### RAW RECORDS
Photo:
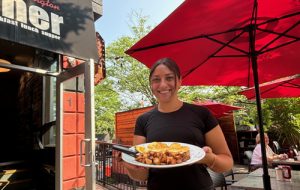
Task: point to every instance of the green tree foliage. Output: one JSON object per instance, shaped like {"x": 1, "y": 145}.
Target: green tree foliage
{"x": 107, "y": 103}
{"x": 129, "y": 76}
{"x": 285, "y": 120}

### YOUR INSTRUCTIONS
Update the listing above by replacing "foliage" with "leaves" wherever it occurs, leaving everything else unchanged. Omit the pictures from your answer.

### FINISHED EXERCISE
Photo:
Task: point to every instance of the green tree leaves. Output: one JSON object per instance, shaped like {"x": 1, "y": 145}.
Target: green tree leaves
{"x": 107, "y": 103}
{"x": 129, "y": 76}
{"x": 285, "y": 120}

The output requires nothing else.